• **Given exercise 1**
In the token-range reading text below, condense the paragraph beginning "We also probably want to limit total level of concurrency" into a shorter version that keeps its main facts.

• **Reading passage**
-=-=-=-=-

With this knowledge if we get startShard=2
and endShard=4
(assuming our token range is small enough – see the next step) then we know that the whole token range is owned by shards 2, 3 and 4. Special case: Let’s say we have 5 shards and we get startShard=3
and endShard=0
. Then the token range belongs to shards 3, 4, 0 because of round robin.
Step 2: Split token ranges
The goal is to have a set of token ranges where each is owned only by a few shards so that we can read them concurrently with minimal utilization of shared resources. On the other hand we don’t want to make them too small because then the overhead of running many small reads would not lead to the best performance.
You can split a token range by calling tokenRange.splitEvenly(numberOfSplits);
You must find the optimal number of splits for yourself by running performance tests.
In case you’re curious, for my setup, I found that if I split all token ranges for a node so that in total I get 10,000 similarly-sized token ranges then each token range is owned by 2 shards in average.
Step 3: Evenly distribute
Now we have a set of small token ranges and for each we know which shards that own it. We need to decide when are we going to read which. We want to maximize concurrency, evenly distributed the load between all shards and avoid overloading.
To achieve this we need to keep track of which shards are busy reading and which are idle. So then when we’re done with reading of a token range then we pick the one whose shards have the smallest load.
We also probably want to limit total level of concurrency per Scylla node across all shards. This depends on your HW because even if you have 80 shards per node and you concurrently read 80 token ranges where each is owned only by a single shard then you may find out that the final throughput is not higher than if you read only 10 token ranges concurrently. Maybe that’s because all shards read from the same disk and that disk is slow.
Pseudocode for your inspiration:
TokenRange[] allTokenRangesToRead; // Algorithm input
int[] shardLoad; // Array length is the total number of shards (index = shard ID)
// Magic numbers that you need to figure out:
final int maxShardLoad = 2;
final int maxConcurrency = 42;
int concurrency() {
// Number of shards with positive load
return shardLoad.count(value > 0)
}
boolean isOverloaded(int shards[]) {
// Is there a shard with high load?
return shards.exists(shardId -> shardLoad[shardId] >= maxShardLoad)

-=-=-=-=-

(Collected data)
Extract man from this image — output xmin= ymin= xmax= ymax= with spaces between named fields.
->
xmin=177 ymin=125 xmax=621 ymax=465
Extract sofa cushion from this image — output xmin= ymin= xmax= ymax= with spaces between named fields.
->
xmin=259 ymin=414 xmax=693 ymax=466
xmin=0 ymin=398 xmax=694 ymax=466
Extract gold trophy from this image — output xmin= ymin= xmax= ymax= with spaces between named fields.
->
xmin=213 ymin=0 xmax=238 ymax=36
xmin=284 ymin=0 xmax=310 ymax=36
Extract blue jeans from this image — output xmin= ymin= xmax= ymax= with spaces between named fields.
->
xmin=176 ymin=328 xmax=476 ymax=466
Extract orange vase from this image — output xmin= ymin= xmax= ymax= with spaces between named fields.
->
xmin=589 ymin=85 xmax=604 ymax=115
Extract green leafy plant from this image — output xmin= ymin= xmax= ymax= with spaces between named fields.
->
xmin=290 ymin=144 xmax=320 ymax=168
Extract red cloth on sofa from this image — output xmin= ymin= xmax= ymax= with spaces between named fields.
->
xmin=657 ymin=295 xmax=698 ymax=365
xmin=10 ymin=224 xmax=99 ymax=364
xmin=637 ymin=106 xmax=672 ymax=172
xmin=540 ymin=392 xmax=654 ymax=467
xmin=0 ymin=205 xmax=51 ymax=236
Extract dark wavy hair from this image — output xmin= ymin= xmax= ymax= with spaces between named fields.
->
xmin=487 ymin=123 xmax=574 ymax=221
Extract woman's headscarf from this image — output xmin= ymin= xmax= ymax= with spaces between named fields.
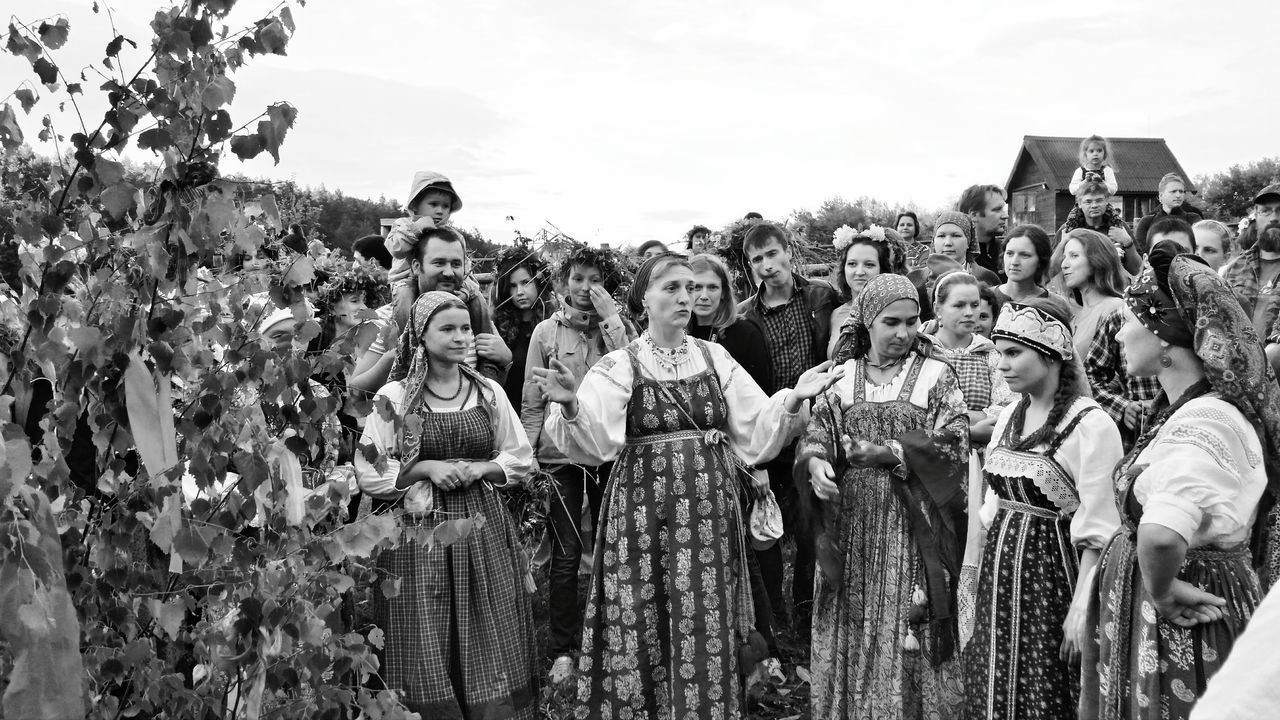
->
xmin=627 ymin=252 xmax=689 ymax=318
xmin=832 ymin=273 xmax=920 ymax=364
xmin=1125 ymin=242 xmax=1280 ymax=580
xmin=929 ymin=210 xmax=978 ymax=263
xmin=387 ymin=290 xmax=486 ymax=462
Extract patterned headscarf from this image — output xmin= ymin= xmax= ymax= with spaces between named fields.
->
xmin=1146 ymin=246 xmax=1280 ymax=582
xmin=832 ymin=273 xmax=920 ymax=364
xmin=1124 ymin=242 xmax=1196 ymax=350
xmin=931 ymin=210 xmax=978 ymax=263
xmin=387 ymin=290 xmax=485 ymax=462
xmin=627 ymin=252 xmax=689 ymax=318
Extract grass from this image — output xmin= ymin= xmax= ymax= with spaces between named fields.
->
xmin=534 ymin=535 xmax=810 ymax=720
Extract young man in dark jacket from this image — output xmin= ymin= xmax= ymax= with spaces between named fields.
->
xmin=1133 ymin=173 xmax=1204 ymax=255
xmin=737 ymin=223 xmax=841 ymax=641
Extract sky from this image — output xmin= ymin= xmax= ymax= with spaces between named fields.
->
xmin=0 ymin=0 xmax=1280 ymax=246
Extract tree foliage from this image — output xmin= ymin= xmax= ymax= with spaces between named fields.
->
xmin=0 ymin=0 xmax=417 ymax=719
xmin=788 ymin=195 xmax=928 ymax=246
xmin=1196 ymin=158 xmax=1280 ymax=220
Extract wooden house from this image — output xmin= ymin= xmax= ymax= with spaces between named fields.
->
xmin=1005 ymin=135 xmax=1196 ymax=234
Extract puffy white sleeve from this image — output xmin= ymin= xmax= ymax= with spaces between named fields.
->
xmin=1066 ymin=168 xmax=1084 ymax=195
xmin=484 ymin=378 xmax=538 ymax=486
xmin=1059 ymin=407 xmax=1124 ymax=550
xmin=355 ymin=382 xmax=431 ymax=511
xmin=983 ymin=350 xmax=1018 ymax=415
xmin=1102 ymin=165 xmax=1120 ymax=195
xmin=1134 ymin=398 xmax=1266 ymax=547
xmin=543 ymin=348 xmax=634 ymax=465
xmin=710 ymin=345 xmax=809 ymax=465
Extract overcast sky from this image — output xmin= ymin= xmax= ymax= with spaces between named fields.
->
xmin=0 ymin=0 xmax=1280 ymax=246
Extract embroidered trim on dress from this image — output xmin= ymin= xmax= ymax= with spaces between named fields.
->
xmin=983 ymin=447 xmax=1080 ymax=514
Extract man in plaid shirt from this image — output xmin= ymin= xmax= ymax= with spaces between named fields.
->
xmin=1084 ymin=310 xmax=1160 ymax=452
xmin=737 ymin=223 xmax=841 ymax=641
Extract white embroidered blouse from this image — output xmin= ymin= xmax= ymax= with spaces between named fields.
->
xmin=356 ymin=378 xmax=536 ymax=512
xmin=982 ymin=397 xmax=1124 ymax=550
xmin=544 ymin=337 xmax=809 ymax=465
xmin=1133 ymin=395 xmax=1267 ymax=547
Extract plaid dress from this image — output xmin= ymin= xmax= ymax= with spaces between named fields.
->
xmin=375 ymin=394 xmax=538 ymax=720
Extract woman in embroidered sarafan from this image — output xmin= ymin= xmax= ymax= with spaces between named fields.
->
xmin=356 ymin=292 xmax=538 ymax=720
xmin=1080 ymin=242 xmax=1280 ymax=720
xmin=963 ymin=297 xmax=1124 ymax=720
xmin=534 ymin=254 xmax=838 ymax=720
xmin=922 ymin=270 xmax=1014 ymax=647
xmin=796 ymin=274 xmax=969 ymax=720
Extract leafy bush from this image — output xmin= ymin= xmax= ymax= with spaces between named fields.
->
xmin=0 ymin=0 xmax=419 ymax=719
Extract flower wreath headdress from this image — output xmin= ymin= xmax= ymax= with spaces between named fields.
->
xmin=831 ymin=224 xmax=888 ymax=252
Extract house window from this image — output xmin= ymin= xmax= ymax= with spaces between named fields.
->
xmin=1014 ymin=190 xmax=1036 ymax=225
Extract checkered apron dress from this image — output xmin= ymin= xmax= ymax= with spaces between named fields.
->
xmin=375 ymin=394 xmax=538 ymax=720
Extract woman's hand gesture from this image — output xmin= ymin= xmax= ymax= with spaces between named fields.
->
xmin=787 ymin=360 xmax=845 ymax=413
xmin=410 ymin=460 xmax=470 ymax=491
xmin=534 ymin=360 xmax=577 ymax=407
xmin=809 ymin=457 xmax=840 ymax=500
xmin=1151 ymin=580 xmax=1226 ymax=628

-=-=-=-=-

• **Given exercise 2**
Reproduce the rows from their beginning through the line containing "xmin=387 ymin=290 xmax=486 ymax=462", including that line, and leave out the pictures.

• **Task output 1**
Total concurrency per Scylla node, across all shards, should probably be capped, and the right cap depends on the hardware. With 80 shards per node, concurrently reading 80 token ranges that are each owned by a single shard may give no higher throughput than reading only 10 at once. One possible cause is that all shards read from the same slow disk.

• **Task output 2**
Extract man from this image — output xmin= ymin= xmax= ymax= with spaces between named fields.
->
xmin=177 ymin=125 xmax=621 ymax=465
Extract sofa cushion from this image — output xmin= ymin= xmax= ymax= with spaces between named fields.
->
xmin=259 ymin=414 xmax=693 ymax=466
xmin=0 ymin=398 xmax=694 ymax=466
Extract gold trophy from this image — output xmin= ymin= xmax= ymax= with spaces between named fields.
->
xmin=213 ymin=0 xmax=238 ymax=36
xmin=284 ymin=0 xmax=310 ymax=36
Extract blue jeans from this image — output xmin= ymin= xmax= ymax= with spaces between named fields.
->
xmin=176 ymin=328 xmax=476 ymax=466
Extract orange vase from this image — output xmin= ymin= xmax= ymax= with spaces between named fields.
->
xmin=589 ymin=85 xmax=604 ymax=115
Extract green leafy plant from this image — output xmin= ymin= xmax= ymax= with spaces between named fields.
->
xmin=290 ymin=144 xmax=320 ymax=168
Extract red cloth on sofa from this image — output xmin= ymin= xmax= ymax= with spaces between named fields.
->
xmin=657 ymin=295 xmax=698 ymax=365
xmin=10 ymin=224 xmax=99 ymax=364
xmin=637 ymin=106 xmax=672 ymax=172
xmin=540 ymin=392 xmax=654 ymax=467
xmin=0 ymin=205 xmax=51 ymax=236
Extract dark wavy hair from this image — output xmin= ymin= xmax= ymax= with spaces between named fields.
->
xmin=487 ymin=123 xmax=574 ymax=221
Extract woman's headscarf from this image — output xmin= ymin= xmax= ymax= with spaces between named fields.
->
xmin=627 ymin=252 xmax=689 ymax=318
xmin=832 ymin=273 xmax=920 ymax=364
xmin=1125 ymin=242 xmax=1280 ymax=580
xmin=929 ymin=210 xmax=978 ymax=263
xmin=387 ymin=290 xmax=486 ymax=462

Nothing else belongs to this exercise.